* Start *

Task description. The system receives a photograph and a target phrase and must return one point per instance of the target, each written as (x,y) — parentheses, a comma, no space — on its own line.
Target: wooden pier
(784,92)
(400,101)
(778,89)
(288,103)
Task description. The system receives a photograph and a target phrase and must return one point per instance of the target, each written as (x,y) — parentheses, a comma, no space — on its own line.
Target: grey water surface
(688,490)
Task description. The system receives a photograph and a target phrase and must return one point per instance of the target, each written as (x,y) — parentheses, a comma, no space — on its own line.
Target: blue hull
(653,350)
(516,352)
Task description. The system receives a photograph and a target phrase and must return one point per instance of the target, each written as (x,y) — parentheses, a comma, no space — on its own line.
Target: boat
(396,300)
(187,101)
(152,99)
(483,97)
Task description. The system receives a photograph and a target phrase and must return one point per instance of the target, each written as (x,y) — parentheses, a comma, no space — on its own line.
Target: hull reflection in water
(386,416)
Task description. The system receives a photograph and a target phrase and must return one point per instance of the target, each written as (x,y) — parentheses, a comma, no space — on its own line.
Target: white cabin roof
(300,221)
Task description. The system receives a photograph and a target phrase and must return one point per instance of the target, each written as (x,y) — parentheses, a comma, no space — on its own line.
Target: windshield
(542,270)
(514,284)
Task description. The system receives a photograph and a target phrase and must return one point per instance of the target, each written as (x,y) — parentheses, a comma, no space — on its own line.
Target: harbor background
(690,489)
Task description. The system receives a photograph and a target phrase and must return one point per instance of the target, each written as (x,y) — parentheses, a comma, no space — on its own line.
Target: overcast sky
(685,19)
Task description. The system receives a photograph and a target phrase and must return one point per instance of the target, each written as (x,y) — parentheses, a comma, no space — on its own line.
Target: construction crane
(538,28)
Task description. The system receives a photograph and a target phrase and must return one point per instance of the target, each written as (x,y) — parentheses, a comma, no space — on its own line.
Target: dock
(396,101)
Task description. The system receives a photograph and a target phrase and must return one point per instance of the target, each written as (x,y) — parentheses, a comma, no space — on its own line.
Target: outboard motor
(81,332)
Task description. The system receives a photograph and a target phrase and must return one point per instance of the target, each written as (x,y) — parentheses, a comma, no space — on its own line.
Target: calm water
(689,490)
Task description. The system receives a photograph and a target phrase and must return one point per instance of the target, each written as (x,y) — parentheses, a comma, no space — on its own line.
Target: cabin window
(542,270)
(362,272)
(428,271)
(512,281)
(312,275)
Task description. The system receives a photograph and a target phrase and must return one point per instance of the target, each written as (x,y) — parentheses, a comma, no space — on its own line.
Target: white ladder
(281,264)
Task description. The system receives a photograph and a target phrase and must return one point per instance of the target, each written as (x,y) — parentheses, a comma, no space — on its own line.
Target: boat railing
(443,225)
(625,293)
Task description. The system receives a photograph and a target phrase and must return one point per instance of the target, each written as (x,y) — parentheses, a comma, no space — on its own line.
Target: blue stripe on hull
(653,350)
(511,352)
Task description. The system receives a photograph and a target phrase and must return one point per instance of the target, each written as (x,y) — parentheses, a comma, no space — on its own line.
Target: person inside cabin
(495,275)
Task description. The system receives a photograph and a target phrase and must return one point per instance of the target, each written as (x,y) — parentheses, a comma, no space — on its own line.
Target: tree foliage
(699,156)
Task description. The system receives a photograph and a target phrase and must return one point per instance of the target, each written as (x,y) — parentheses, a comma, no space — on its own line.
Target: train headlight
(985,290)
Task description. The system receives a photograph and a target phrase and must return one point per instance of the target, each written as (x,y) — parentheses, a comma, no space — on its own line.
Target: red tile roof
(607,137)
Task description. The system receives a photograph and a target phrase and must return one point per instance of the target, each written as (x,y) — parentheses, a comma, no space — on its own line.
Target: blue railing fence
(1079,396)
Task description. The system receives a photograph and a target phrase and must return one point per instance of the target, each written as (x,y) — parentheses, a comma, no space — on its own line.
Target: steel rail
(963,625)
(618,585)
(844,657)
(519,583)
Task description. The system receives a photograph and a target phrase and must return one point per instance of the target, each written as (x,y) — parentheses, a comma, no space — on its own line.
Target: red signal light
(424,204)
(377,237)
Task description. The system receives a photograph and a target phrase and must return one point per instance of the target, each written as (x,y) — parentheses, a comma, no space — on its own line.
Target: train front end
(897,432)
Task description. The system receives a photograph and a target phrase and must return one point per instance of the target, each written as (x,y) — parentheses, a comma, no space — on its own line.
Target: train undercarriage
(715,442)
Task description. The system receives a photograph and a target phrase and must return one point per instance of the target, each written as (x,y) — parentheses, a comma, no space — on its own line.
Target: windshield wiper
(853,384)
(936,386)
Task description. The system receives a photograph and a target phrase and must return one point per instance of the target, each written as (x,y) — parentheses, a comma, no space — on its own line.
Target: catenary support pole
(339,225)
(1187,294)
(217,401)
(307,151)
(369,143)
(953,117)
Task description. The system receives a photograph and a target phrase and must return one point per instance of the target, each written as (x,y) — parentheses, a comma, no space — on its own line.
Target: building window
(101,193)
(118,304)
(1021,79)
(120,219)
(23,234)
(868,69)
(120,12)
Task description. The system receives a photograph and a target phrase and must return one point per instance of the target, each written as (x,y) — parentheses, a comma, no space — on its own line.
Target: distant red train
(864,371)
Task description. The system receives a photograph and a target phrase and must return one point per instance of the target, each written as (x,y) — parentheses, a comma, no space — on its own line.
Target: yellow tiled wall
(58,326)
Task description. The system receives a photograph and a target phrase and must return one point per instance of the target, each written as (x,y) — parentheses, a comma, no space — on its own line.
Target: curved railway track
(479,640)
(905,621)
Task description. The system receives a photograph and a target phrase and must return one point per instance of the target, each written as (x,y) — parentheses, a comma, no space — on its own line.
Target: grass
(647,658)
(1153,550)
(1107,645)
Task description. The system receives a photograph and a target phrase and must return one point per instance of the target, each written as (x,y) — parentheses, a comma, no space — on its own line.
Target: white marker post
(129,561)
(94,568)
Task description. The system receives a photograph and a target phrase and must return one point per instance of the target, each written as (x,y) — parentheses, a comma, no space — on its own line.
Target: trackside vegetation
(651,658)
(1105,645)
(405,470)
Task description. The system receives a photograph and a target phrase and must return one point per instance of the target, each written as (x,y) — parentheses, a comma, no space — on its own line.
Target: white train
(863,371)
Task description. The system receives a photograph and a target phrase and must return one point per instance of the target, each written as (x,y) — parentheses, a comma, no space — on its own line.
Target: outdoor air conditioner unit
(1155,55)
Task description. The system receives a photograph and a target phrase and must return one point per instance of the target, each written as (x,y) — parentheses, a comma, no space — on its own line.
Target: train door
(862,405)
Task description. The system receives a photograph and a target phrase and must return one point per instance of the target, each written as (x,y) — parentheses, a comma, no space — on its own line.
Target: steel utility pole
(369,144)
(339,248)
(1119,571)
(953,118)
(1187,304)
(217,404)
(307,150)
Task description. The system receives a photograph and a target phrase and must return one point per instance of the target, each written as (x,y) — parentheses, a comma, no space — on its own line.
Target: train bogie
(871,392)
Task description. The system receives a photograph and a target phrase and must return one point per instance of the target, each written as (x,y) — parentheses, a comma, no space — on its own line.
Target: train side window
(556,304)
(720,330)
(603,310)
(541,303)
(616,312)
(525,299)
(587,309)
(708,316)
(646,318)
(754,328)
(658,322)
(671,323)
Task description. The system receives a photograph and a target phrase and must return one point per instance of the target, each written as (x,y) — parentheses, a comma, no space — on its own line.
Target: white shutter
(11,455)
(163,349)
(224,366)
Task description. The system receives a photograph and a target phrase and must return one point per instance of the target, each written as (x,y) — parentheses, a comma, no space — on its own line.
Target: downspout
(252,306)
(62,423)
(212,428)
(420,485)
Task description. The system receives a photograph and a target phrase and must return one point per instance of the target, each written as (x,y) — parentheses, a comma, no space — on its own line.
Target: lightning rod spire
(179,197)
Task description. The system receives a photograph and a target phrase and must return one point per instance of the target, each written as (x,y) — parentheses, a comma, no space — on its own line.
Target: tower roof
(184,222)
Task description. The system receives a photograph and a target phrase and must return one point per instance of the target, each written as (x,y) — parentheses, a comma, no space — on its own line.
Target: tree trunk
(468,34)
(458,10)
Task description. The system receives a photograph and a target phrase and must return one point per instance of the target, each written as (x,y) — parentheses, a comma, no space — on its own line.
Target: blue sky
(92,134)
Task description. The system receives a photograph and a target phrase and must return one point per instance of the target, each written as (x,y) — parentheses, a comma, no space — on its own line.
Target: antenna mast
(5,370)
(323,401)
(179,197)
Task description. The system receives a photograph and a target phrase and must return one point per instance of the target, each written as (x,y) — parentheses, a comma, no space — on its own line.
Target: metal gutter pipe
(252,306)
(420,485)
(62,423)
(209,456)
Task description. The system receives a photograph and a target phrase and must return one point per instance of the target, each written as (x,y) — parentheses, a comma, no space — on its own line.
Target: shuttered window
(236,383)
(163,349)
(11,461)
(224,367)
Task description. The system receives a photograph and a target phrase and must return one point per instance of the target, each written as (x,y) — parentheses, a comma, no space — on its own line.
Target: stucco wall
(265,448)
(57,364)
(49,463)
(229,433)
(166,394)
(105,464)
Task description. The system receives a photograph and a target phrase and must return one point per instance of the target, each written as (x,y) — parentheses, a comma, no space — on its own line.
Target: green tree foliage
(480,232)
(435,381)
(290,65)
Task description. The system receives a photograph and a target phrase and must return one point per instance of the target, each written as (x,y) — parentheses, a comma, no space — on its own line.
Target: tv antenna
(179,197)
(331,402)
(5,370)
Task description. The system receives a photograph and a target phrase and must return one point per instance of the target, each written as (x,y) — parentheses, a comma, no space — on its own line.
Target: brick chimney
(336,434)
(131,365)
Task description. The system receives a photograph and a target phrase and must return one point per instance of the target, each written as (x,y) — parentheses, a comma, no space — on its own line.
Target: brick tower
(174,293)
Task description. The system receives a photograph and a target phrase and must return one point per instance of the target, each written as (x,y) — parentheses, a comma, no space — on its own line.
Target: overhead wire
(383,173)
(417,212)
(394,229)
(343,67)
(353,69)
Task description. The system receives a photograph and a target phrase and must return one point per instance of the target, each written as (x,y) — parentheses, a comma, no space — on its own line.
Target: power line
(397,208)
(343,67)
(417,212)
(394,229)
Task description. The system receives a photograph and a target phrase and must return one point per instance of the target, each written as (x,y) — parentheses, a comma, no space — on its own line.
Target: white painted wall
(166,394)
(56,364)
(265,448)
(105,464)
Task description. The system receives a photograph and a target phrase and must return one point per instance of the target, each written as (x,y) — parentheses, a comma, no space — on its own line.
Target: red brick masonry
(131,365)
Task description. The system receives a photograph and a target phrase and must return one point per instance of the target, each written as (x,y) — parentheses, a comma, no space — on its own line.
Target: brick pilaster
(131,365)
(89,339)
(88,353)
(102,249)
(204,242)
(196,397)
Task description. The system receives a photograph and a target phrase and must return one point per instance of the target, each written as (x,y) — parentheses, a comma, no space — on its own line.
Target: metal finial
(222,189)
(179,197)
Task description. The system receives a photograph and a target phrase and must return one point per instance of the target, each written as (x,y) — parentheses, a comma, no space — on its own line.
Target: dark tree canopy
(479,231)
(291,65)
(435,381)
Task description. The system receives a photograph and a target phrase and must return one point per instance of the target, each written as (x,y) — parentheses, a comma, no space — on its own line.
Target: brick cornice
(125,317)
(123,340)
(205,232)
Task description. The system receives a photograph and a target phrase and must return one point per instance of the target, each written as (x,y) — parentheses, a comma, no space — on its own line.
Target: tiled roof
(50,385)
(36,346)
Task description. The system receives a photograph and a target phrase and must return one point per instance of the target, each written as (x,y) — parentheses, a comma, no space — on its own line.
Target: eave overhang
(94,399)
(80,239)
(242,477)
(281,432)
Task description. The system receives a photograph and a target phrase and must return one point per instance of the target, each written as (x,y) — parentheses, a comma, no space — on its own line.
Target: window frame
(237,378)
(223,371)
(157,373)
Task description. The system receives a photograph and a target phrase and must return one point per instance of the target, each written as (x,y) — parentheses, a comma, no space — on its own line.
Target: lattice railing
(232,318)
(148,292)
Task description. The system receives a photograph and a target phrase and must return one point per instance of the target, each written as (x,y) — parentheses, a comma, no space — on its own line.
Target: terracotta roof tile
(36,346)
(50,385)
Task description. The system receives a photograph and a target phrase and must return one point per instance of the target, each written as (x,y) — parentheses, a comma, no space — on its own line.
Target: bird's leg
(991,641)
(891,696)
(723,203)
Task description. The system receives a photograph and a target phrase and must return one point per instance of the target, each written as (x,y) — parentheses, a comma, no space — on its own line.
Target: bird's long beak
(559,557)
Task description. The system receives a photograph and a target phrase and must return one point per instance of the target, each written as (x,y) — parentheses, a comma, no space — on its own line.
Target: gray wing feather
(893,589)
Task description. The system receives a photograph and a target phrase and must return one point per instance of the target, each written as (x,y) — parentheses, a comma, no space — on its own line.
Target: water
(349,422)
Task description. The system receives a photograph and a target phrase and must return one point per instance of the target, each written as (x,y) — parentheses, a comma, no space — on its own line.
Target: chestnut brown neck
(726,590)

* End *

Report every line of the data that contains the word "water".

Target: grey water surface
Target: hull reflection in water
Target: calm water
Target: water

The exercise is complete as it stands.